** BEGIN Records to use **

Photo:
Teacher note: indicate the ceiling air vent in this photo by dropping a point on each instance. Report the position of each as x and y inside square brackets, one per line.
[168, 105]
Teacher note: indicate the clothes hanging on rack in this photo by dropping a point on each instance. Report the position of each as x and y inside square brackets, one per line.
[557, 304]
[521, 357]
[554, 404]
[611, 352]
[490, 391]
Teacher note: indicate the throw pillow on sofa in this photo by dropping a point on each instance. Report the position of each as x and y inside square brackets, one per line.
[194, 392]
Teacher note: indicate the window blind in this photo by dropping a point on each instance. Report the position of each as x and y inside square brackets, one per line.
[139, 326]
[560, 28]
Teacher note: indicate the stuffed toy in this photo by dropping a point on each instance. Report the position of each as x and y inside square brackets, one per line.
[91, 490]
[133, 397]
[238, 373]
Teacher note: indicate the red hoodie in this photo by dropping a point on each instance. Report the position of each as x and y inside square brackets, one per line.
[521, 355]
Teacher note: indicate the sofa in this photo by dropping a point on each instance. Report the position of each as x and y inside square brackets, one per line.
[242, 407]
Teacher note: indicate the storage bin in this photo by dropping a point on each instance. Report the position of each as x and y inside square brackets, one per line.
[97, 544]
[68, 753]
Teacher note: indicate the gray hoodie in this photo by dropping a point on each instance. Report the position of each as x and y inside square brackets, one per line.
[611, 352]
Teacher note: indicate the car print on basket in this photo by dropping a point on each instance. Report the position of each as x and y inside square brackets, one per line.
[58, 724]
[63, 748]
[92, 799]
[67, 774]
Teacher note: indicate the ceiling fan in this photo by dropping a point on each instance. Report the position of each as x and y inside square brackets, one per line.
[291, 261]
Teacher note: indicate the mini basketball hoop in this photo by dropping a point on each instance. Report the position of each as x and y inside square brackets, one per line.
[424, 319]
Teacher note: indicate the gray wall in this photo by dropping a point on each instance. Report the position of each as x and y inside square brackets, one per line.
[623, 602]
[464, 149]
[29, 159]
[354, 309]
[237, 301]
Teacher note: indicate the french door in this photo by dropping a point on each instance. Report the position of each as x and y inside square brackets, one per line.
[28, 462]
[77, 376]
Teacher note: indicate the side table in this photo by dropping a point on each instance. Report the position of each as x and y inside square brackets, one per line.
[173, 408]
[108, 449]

** END Records to use **
** BEGIN Records to use **

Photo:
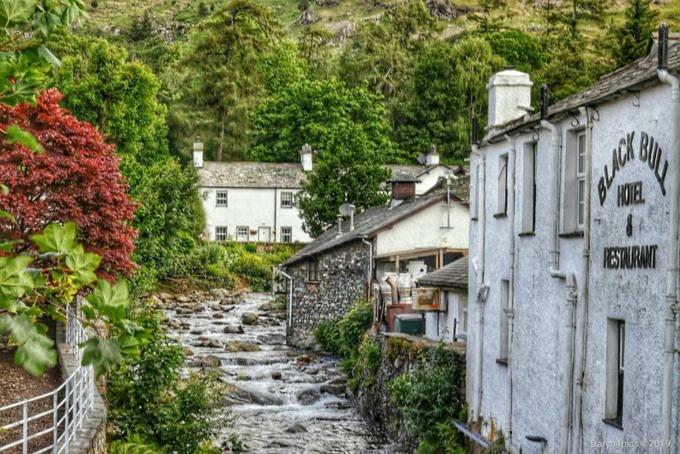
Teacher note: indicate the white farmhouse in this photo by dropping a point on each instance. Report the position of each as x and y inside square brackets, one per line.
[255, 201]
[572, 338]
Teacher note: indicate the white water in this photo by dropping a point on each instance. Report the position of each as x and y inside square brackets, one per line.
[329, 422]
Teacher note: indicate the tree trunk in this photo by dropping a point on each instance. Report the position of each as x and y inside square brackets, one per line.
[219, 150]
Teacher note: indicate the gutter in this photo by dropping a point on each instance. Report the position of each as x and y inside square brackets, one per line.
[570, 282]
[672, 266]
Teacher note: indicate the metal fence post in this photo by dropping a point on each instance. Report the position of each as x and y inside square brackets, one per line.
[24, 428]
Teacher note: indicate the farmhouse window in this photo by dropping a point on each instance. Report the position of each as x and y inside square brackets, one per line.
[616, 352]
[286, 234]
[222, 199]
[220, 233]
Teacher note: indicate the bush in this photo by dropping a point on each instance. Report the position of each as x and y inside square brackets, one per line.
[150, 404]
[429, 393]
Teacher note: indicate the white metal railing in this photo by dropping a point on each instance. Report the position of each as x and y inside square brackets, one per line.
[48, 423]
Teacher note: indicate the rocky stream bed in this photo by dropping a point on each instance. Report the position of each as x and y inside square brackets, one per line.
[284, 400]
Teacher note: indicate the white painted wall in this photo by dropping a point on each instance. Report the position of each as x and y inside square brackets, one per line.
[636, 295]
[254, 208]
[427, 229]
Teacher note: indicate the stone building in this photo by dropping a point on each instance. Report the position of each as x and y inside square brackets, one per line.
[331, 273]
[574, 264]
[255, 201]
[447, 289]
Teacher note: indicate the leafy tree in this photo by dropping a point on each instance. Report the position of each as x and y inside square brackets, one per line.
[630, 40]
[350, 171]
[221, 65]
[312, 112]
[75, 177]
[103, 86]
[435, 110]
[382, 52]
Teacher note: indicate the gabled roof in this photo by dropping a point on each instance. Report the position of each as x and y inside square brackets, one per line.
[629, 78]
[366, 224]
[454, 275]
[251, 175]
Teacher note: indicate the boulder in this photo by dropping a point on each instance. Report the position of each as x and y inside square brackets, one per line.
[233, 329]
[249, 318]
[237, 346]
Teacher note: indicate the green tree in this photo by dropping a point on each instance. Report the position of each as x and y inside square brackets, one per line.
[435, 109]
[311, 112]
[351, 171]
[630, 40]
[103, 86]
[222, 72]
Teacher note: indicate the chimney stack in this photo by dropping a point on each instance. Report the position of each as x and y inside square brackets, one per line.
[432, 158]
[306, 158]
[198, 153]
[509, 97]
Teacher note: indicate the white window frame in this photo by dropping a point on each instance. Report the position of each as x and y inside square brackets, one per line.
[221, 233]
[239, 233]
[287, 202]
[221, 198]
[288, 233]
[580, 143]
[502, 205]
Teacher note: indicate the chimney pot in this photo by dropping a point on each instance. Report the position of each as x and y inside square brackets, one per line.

** END Records to use **
** BEGIN Records to use **

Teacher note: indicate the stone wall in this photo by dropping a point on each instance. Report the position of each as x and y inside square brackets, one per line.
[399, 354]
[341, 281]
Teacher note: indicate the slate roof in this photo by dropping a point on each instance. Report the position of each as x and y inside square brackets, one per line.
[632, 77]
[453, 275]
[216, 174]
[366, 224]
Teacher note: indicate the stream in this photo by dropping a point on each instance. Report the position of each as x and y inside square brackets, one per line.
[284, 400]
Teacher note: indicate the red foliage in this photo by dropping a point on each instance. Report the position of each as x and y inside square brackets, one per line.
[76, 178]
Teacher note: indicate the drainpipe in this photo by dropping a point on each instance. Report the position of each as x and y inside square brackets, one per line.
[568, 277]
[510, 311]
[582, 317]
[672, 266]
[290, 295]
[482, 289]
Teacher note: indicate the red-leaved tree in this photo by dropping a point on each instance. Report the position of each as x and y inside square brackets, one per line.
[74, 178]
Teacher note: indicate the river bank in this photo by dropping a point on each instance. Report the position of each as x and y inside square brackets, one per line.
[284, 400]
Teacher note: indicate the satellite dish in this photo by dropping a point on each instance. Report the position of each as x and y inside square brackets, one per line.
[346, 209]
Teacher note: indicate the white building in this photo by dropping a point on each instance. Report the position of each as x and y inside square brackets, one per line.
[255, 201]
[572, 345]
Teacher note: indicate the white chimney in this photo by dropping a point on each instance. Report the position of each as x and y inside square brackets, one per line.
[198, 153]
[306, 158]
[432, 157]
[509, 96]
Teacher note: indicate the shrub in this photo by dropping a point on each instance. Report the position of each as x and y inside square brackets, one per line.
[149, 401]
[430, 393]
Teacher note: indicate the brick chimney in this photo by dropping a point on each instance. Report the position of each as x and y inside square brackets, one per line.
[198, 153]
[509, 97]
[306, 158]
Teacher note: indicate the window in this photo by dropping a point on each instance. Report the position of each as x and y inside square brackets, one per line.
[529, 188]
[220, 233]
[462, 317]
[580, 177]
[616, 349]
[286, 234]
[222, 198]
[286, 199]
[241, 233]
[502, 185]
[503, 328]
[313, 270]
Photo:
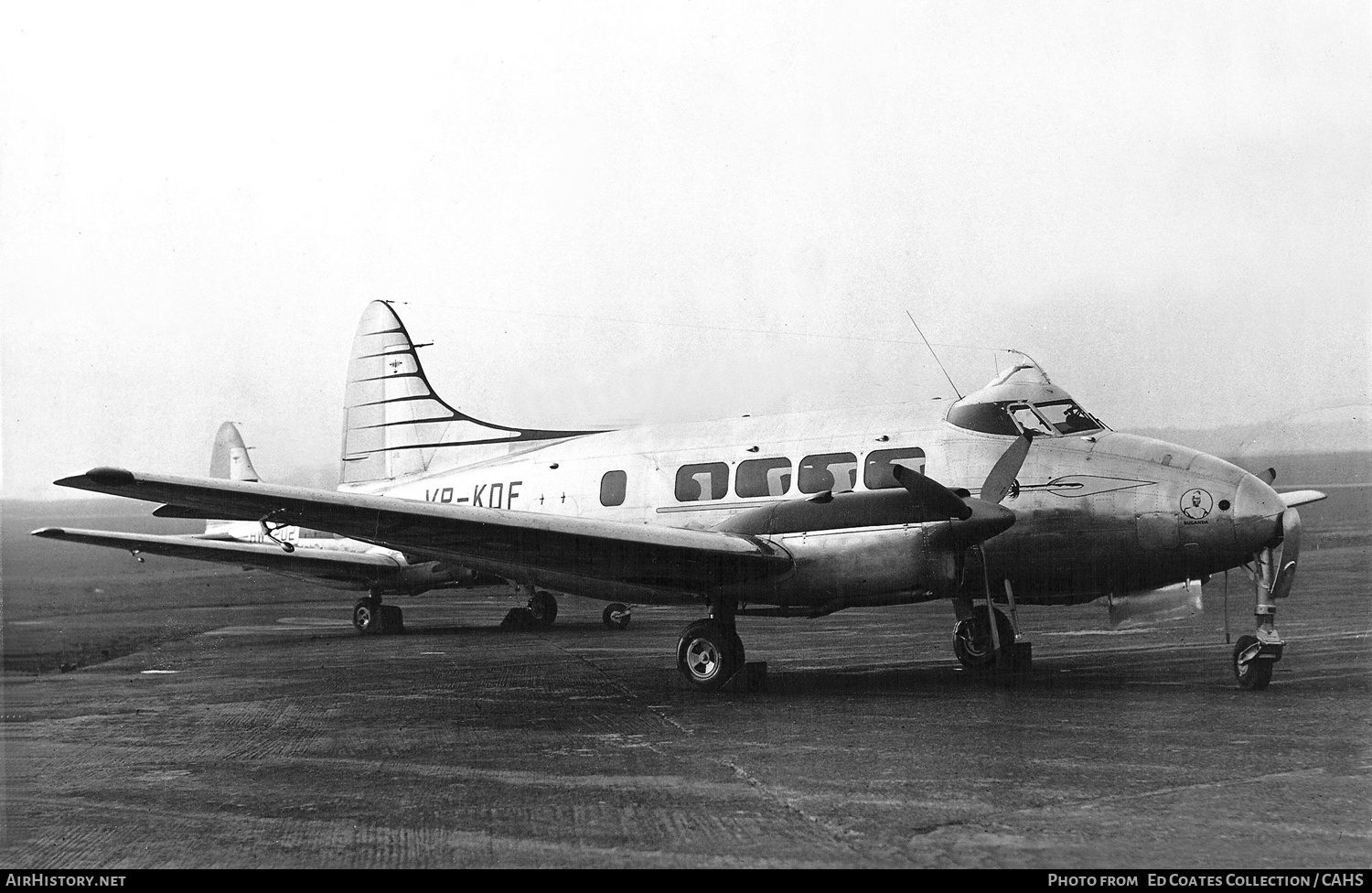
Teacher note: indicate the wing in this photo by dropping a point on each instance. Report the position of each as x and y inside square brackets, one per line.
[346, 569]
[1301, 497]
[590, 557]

** END Records to use **

* [What you are asked to do]
Show each line of the material above that contains the word "ceiling", copied in full.

* [Task answer]
Teacher note: indicate the ceiling air vent in this photo by dropping a point on each instance. Report the position of each as x and y inside square brackets, one per line.
Teacher note: indicate the ceiling fan in this photo by dropping a point on each instance. Report the position of each as x and y inside square brackets, one per line.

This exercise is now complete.